- _Aim_
Copy out each line exactly as it appears.

(Object position labeling entries)
[start]

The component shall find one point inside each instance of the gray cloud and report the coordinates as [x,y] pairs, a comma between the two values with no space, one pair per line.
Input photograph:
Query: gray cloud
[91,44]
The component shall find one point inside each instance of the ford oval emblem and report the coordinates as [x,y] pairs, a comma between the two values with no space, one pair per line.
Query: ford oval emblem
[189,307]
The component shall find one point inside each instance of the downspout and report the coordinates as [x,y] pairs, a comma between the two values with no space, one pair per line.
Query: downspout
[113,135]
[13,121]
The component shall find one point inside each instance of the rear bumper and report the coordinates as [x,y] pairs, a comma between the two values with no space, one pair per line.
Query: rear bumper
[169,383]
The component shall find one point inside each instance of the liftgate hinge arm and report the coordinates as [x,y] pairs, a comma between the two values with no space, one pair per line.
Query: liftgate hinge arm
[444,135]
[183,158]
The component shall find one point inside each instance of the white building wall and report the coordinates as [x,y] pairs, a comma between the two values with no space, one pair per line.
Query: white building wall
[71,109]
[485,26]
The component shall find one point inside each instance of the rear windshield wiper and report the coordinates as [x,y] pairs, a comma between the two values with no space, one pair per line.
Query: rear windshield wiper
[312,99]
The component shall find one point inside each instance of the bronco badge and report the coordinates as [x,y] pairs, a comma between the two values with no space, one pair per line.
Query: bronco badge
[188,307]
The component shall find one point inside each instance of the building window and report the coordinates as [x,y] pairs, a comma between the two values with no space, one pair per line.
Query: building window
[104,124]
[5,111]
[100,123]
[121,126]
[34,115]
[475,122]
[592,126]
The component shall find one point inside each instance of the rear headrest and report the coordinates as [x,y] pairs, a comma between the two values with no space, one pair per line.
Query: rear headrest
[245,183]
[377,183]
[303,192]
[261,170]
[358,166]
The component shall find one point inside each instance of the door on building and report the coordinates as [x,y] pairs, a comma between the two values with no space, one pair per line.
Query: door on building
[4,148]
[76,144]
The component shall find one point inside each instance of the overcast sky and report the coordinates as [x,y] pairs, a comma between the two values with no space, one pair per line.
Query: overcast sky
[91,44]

[end]

- _Written solution_
The component shall find one point inside each instance of the gray cloud and report the coordinates as [x,y] pairs, a comma between the two values with no space, one pair per line.
Input photograph:
Query: gray cloud
[91,44]
The component shall find one point inside each instance of the ford oval emblem and report the coordinates as [x,y] pairs, a comma between the two values with no space, one pair per line.
Query: ford oval emblem
[189,307]
The component shall find one point inside each instance of the downspout and report the coordinates as [x,y] pairs, a comma between the two values with no space, one pair per line.
Query: downspout
[113,135]
[13,121]
The component shall find one point inside each instance of the rear bumper and report the coordinates as [x,y] pairs, a comma between the two values with no space, one pair per line.
Query: rear bumper
[169,383]
The component shall find one point inside each instance of the liftgate hinge arm and report the coordinates as [x,y] pairs, a comma between the two values with no space, one pair per line.
Query: liftgate hinge arm
[444,135]
[183,158]
The component shall find one point inside each instance of the white building wall and report the coordinates as [x,y] pairs, a comma between the two values with no space, one pair per line.
Query: white building wall
[71,109]
[485,26]
The component shall find one point inside each instance of the rear windshield wiper and report the coordinates as [x,y] pairs, a comma between the two values with no space, one pair per line.
Query: rear windshield wiper
[312,99]
The component shall find one point inside each instance of the bronco badge and report the coordinates as [x,y] pairs, a comma between the two values with no space, one pair per line.
Query: bronco badge
[188,307]
The component shall find one point inside each instance of the building window and report the coordinates as [x,y] pairs, a comma between the two values with no space, one pair per line.
Query: building window
[104,124]
[5,111]
[100,123]
[121,126]
[34,115]
[475,122]
[592,126]
The component shall find one point inside each instance of the rear headrest and report the coordinates as [x,y] pairs, a comma between the two values with no space, one pair per line.
Query: rear headrest
[245,183]
[377,183]
[303,192]
[261,170]
[358,166]
The component shall find one point inside each instance of the door on building and report the coordinates as [x,y] pairs, a comma between the two values with no space, one pair per line.
Query: door on building
[4,148]
[76,144]
The component shall find one point inside each instance of the overcast sky and report the coordinates as [x,y] pairs, a comma between the two values with no space, one pair per line.
Query: overcast sky
[91,44]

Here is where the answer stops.